--- Given data ---

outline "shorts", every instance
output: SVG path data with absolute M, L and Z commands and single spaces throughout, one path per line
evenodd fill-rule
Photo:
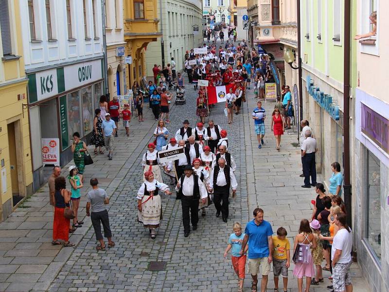
M 261 272 L 263 276 L 267 276 L 270 272 L 270 264 L 267 261 L 267 256 L 248 259 L 248 270 L 253 276 L 258 274 L 259 266 L 262 266 Z
M 254 125 L 254 129 L 257 135 L 265 135 L 265 123 Z
M 275 277 L 281 275 L 283 278 L 288 277 L 288 268 L 286 268 L 286 260 L 273 259 L 273 274 Z
M 129 120 L 123 120 L 123 127 L 130 128 L 130 121 Z
M 334 291 L 345 291 L 346 285 L 351 285 L 350 268 L 351 262 L 345 264 L 336 263 L 332 269 L 332 285 Z
M 232 267 L 234 271 L 239 275 L 239 279 L 241 280 L 245 278 L 246 274 L 245 266 L 246 265 L 246 255 L 240 256 L 231 256 L 231 260 L 232 262 Z

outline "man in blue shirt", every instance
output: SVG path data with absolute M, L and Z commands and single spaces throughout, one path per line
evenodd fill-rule
M 108 154 L 108 159 L 112 160 L 113 140 L 115 133 L 116 132 L 116 125 L 115 125 L 115 122 L 111 119 L 111 115 L 109 112 L 106 114 L 106 120 L 103 121 L 101 128 L 103 130 L 103 134 L 104 135 L 106 149 L 109 151 Z
M 242 243 L 240 254 L 243 255 L 248 243 L 248 269 L 252 278 L 251 289 L 256 291 L 258 274 L 262 266 L 262 280 L 261 291 L 265 292 L 267 285 L 267 275 L 270 271 L 270 263 L 273 257 L 270 251 L 273 250 L 273 230 L 270 223 L 264 220 L 264 210 L 260 208 L 253 212 L 254 220 L 247 223 L 245 237 Z

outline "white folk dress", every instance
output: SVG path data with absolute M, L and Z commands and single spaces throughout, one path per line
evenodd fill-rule
M 154 180 L 142 182 L 138 191 L 137 199 L 142 200 L 142 211 L 138 211 L 138 221 L 146 228 L 159 227 L 162 219 L 161 197 L 155 192 L 157 187 L 162 192 L 169 189 L 167 185 Z
M 163 182 L 161 170 L 159 167 L 159 159 L 158 158 L 158 152 L 155 149 L 152 152 L 148 150 L 143 155 L 142 166 L 144 167 L 143 170 L 143 179 L 144 181 L 146 181 L 146 179 L 144 178 L 144 173 L 147 171 L 151 171 L 153 172 L 153 174 L 154 175 L 154 179 L 158 182 Z M 163 165 L 162 165 L 162 166 L 163 166 Z

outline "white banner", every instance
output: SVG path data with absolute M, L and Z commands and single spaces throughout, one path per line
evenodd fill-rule
M 207 48 L 194 48 L 194 54 L 208 54 L 208 50 Z
M 59 165 L 59 139 L 42 138 L 42 160 L 43 165 Z

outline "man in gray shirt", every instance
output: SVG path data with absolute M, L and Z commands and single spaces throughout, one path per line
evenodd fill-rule
M 106 245 L 101 233 L 101 225 L 104 229 L 104 237 L 108 238 L 108 247 L 115 246 L 115 242 L 112 241 L 112 234 L 109 227 L 109 219 L 108 211 L 105 205 L 109 203 L 109 198 L 103 189 L 99 188 L 99 182 L 96 178 L 90 179 L 90 185 L 92 190 L 87 194 L 87 216 L 90 216 L 92 224 L 93 225 L 96 239 L 100 241 L 100 245 L 96 247 L 98 251 L 105 251 Z M 92 207 L 92 213 L 89 213 L 89 209 Z

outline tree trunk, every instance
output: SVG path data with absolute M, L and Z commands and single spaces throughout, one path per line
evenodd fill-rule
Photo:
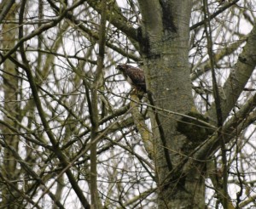
M 186 114 L 193 108 L 188 60 L 192 2 L 160 0 L 139 3 L 143 25 L 138 35 L 147 88 L 154 105 Z M 177 116 L 160 110 L 151 116 L 159 208 L 204 208 L 201 166 L 195 165 L 189 175 L 182 172 L 182 167 L 172 172 L 192 150 L 188 139 L 176 130 L 177 119 Z

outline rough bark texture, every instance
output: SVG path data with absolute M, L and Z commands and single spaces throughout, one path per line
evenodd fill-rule
M 154 104 L 186 114 L 193 107 L 188 63 L 191 1 L 139 3 L 143 23 L 139 35 L 147 86 Z M 157 116 L 160 124 L 155 121 L 155 114 L 151 121 L 157 149 L 154 159 L 160 188 L 159 208 L 204 208 L 201 166 L 195 166 L 189 175 L 183 173 L 182 169 L 172 172 L 190 150 L 187 138 L 176 130 L 178 117 L 160 111 Z M 167 147 L 172 165 L 163 147 Z

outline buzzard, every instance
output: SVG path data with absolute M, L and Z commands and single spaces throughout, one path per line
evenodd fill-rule
M 122 72 L 131 87 L 137 91 L 147 93 L 144 71 L 142 69 L 126 64 L 120 64 L 116 69 Z

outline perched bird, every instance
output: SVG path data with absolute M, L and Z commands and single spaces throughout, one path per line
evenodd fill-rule
M 136 90 L 147 93 L 144 71 L 142 69 L 126 64 L 120 64 L 116 69 L 122 72 L 127 82 Z

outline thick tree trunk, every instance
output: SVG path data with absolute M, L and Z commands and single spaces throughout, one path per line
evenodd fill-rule
M 193 108 L 188 60 L 191 1 L 139 1 L 139 3 L 143 25 L 138 35 L 147 88 L 154 104 L 186 114 Z M 188 139 L 176 130 L 178 119 L 160 110 L 151 116 L 159 208 L 204 208 L 201 166 L 195 165 L 189 175 L 183 173 L 182 167 L 173 173 L 193 149 Z

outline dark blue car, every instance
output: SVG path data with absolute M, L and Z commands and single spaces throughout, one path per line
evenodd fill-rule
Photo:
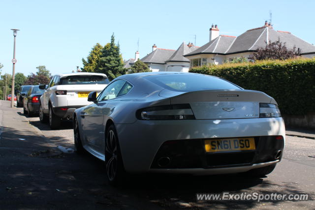
M 39 89 L 38 85 L 31 87 L 23 99 L 23 113 L 31 116 L 39 112 L 39 98 L 45 90 Z

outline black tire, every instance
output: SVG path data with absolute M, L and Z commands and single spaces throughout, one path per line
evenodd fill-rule
M 82 142 L 81 141 L 79 124 L 76 117 L 75 117 L 73 120 L 73 136 L 74 137 L 74 151 L 79 154 L 85 153 L 86 150 L 83 148 Z
M 119 186 L 125 182 L 126 173 L 123 163 L 117 133 L 113 124 L 106 131 L 105 166 L 110 184 Z
M 24 108 L 24 106 L 23 106 L 23 114 L 26 116 L 28 115 L 28 111 L 25 110 L 25 108 Z
M 27 108 L 28 108 L 28 117 L 31 117 L 33 116 L 33 113 L 30 111 L 29 105 L 27 105 Z
M 48 118 L 44 113 L 41 104 L 39 106 L 39 121 L 42 123 L 45 123 L 48 121 Z
M 252 169 L 247 172 L 247 174 L 253 177 L 263 177 L 272 172 L 276 165 L 277 164 L 270 165 L 264 167 Z
M 49 106 L 49 126 L 50 129 L 54 130 L 60 127 L 61 119 L 54 113 L 53 109 Z

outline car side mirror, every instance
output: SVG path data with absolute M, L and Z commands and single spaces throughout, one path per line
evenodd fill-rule
M 38 88 L 39 88 L 39 89 L 41 90 L 47 89 L 47 88 L 46 88 L 46 85 L 39 85 Z
M 94 91 L 89 93 L 88 96 L 88 101 L 94 102 L 96 101 L 96 92 Z

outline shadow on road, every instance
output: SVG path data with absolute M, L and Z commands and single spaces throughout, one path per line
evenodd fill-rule
M 32 125 L 37 127 L 39 130 L 51 130 L 50 127 L 48 123 L 42 123 L 39 121 L 39 118 L 38 118 L 38 121 L 30 121 L 30 123 Z M 72 125 L 72 121 L 70 120 L 62 120 L 60 127 L 57 130 L 67 130 L 69 129 L 72 129 L 73 126 Z

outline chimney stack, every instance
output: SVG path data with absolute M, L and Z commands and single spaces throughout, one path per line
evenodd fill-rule
M 215 26 L 213 25 L 213 24 L 212 24 L 212 26 L 211 26 L 211 28 L 210 28 L 210 32 L 209 41 L 211 41 L 219 36 L 219 30 L 218 28 L 218 25 L 216 24 L 216 26 Z
M 154 44 L 153 46 L 152 46 L 152 52 L 154 51 L 155 50 L 156 50 L 157 48 L 157 45 L 156 45 L 156 44 Z
M 137 60 L 138 60 L 138 59 L 139 59 L 139 52 L 137 51 L 136 52 L 136 55 L 134 57 L 134 61 L 136 61 Z

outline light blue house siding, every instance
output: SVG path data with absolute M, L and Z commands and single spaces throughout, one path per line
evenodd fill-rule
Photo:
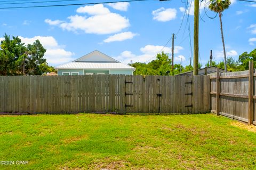
M 98 74 L 104 74 L 105 75 L 109 74 L 109 70 L 85 70 L 84 71 L 84 74 L 86 75 L 87 73 L 93 73 L 94 75 L 98 75 Z
M 83 75 L 83 69 L 58 69 L 58 75 L 63 75 L 69 73 L 71 75 L 72 73 L 74 74 L 75 72 L 78 72 L 79 75 Z
M 132 75 L 133 72 L 132 70 L 110 70 L 111 75 Z
M 94 75 L 98 75 L 98 74 L 104 74 L 105 75 L 132 75 L 132 70 L 83 70 L 83 69 L 61 69 L 58 70 L 58 75 L 69 75 L 77 74 L 78 73 L 79 75 L 86 75 L 86 73 L 92 73 Z

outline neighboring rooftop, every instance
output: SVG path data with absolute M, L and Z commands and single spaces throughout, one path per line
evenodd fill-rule
M 135 69 L 135 68 L 123 64 L 98 50 L 95 50 L 71 62 L 56 67 L 55 68 L 57 69 Z
M 216 72 L 216 69 L 217 67 L 215 66 L 212 66 L 212 67 L 206 67 L 207 69 L 207 74 L 209 75 L 211 74 L 215 73 Z M 220 68 L 219 69 L 220 72 L 225 72 L 225 70 L 222 69 Z M 205 68 L 201 68 L 198 69 L 198 75 L 205 75 Z M 229 72 L 229 71 L 228 71 Z M 188 72 L 182 72 L 178 75 L 176 75 L 175 76 L 192 76 L 193 75 L 193 71 L 188 71 Z
M 72 62 L 59 66 L 57 69 L 76 68 L 76 69 L 134 69 L 135 68 L 123 64 L 121 62 Z

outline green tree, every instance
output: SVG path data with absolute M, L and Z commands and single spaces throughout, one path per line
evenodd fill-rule
M 217 67 L 217 64 L 216 63 L 216 61 L 212 61 L 212 66 Z M 210 60 L 208 60 L 207 63 L 205 64 L 205 67 L 210 67 Z
M 167 75 L 167 71 L 171 70 L 171 60 L 167 54 L 162 52 L 157 54 L 156 59 L 149 63 L 135 62 L 131 64 L 135 67 L 135 75 Z
M 220 22 L 220 31 L 221 33 L 221 39 L 222 41 L 223 53 L 224 55 L 224 67 L 225 72 L 227 72 L 227 58 L 226 56 L 225 44 L 224 42 L 224 36 L 223 35 L 222 21 L 221 17 L 223 11 L 228 9 L 230 5 L 229 0 L 210 0 L 209 9 L 215 12 L 219 13 Z
M 6 34 L 0 45 L 0 75 L 12 76 L 20 75 L 21 63 L 25 58 L 26 46 L 18 37 Z
M 249 69 L 249 61 L 253 61 L 253 67 L 256 68 L 256 48 L 250 53 L 244 52 L 239 56 L 238 62 L 241 64 L 241 70 L 245 70 Z
M 36 40 L 27 46 L 18 37 L 6 34 L 0 45 L 0 75 L 41 75 L 46 72 L 55 72 L 43 58 L 46 51 Z

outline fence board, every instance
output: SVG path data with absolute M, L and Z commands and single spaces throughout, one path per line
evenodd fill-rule
M 244 77 L 240 79 L 246 82 L 247 79 Z M 185 84 L 191 80 L 192 85 Z M 235 79 L 233 80 L 231 83 L 222 81 L 221 83 L 228 83 L 236 93 L 245 94 L 246 82 L 245 84 L 241 84 Z M 125 84 L 125 81 L 132 83 Z M 1 76 L 0 111 L 31 114 L 205 112 L 215 107 L 212 104 L 215 103 L 214 95 L 210 94 L 210 91 L 214 88 L 214 79 L 210 80 L 209 76 Z M 239 84 L 243 86 L 239 91 L 236 86 Z M 185 95 L 191 92 L 192 96 Z M 223 88 L 223 92 L 231 91 Z M 133 94 L 125 95 L 125 93 Z M 162 94 L 162 96 L 158 96 L 157 94 Z M 230 97 L 227 98 L 222 97 L 222 102 L 227 103 L 227 99 Z M 192 108 L 185 107 L 191 105 L 192 101 L 195 101 Z M 244 107 L 246 107 L 245 102 L 245 99 L 241 99 L 229 104 L 233 109 L 236 107 L 236 103 Z M 125 107 L 125 104 L 132 107 Z M 244 115 L 238 112 L 234 114 L 247 119 L 245 110 L 239 110 L 244 111 Z M 221 111 L 230 114 L 229 112 L 234 111 L 222 109 Z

---

• What is expected: Repeat, character for character, the lines from the one that holds "outline fence board, every instance" to the final line of the material, inclusive, and no other lines.

• Final answer:
outline fence board, every instance
output: SVG path data with absolute M, L and Z commands and single spaces throughout, one path per line
evenodd fill-rule
M 244 77 L 240 79 L 246 82 L 247 79 Z M 185 84 L 191 80 L 192 85 Z M 235 79 L 233 80 L 231 83 L 222 81 L 221 83 L 228 83 L 236 93 L 245 94 L 246 82 L 245 84 L 241 84 Z M 125 84 L 125 81 L 132 83 Z M 1 76 L 0 111 L 31 114 L 205 112 L 215 107 L 212 104 L 215 103 L 214 95 L 210 94 L 210 91 L 214 88 L 214 79 L 210 80 L 209 76 Z M 239 84 L 243 86 L 239 91 L 236 86 Z M 185 95 L 191 92 L 192 96 Z M 223 88 L 223 92 L 231 91 Z M 133 94 L 125 95 L 125 93 Z M 162 94 L 162 96 L 158 96 L 157 94 Z M 230 97 L 227 98 L 222 97 L 222 102 L 227 103 L 227 99 Z M 192 108 L 185 107 L 191 105 L 192 101 L 195 101 Z M 244 107 L 246 107 L 245 102 L 245 99 L 241 99 L 229 104 L 233 109 L 236 107 L 236 103 Z M 125 107 L 125 104 L 132 107 Z M 244 115 L 238 112 L 234 114 L 247 119 L 245 110 L 239 110 L 244 111 Z M 221 111 L 230 114 L 229 112 L 234 111 L 222 109 Z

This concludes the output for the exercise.